• REQUIRED WORK: Print out each record, keeping it identical to the original.

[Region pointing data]
++++++
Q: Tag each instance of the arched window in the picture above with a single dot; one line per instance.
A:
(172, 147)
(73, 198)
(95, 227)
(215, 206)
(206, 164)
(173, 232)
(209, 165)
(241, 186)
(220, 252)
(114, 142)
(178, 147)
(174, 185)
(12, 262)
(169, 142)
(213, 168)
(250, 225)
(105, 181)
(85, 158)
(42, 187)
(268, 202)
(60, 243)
++++++
• OUTPUT FOR THIS EXERCISE:
Q: Tag each instance of the arched window in the picture above with a single dot; one line per instance.
A:
(172, 147)
(73, 198)
(95, 227)
(215, 206)
(206, 164)
(173, 232)
(209, 165)
(241, 186)
(220, 252)
(114, 142)
(178, 147)
(174, 185)
(12, 262)
(169, 142)
(213, 168)
(250, 225)
(105, 181)
(85, 158)
(42, 187)
(268, 202)
(60, 243)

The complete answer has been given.